/---

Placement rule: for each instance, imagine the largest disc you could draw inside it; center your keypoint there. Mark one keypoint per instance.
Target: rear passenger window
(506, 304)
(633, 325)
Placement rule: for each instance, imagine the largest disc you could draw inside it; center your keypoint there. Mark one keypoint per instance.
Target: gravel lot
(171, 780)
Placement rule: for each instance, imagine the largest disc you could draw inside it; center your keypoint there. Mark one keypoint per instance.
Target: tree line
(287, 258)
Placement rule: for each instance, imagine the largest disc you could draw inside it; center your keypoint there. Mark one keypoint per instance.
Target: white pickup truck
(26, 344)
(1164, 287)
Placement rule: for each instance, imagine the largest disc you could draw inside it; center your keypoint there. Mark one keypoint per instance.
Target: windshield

\---

**EXERCISE:** Repeat the material above exactly and in full.

**REPLY:**
Placement rule: for each instance, imagine the largest disc you could draw inside it; center your keypoint there. Mark one keypoint per instance.
Target: rear passenger window
(506, 304)
(633, 325)
Placement rule: for each instance, imagine the largest disc you could draw inside it; center your keypoint there. Mark one keypoint per instance.
Target: gravel lot
(171, 780)
Placement rule: for each instance, imagine the largest disc you could draw inside it; center your keypoint there. Mark one keypoint per instance.
Target: tree line
(287, 258)
Placement rule: for each instance, imagine the largest disc you could draw inside it; center your keypoint there. Mark one keypoint per instance.
Target: white pickup truck
(26, 344)
(1164, 287)
Placement rule: for each instance, imagine the largest disc you could draw inside it; center your keypoint there. Mark one keypoint per instance.
Target: windshield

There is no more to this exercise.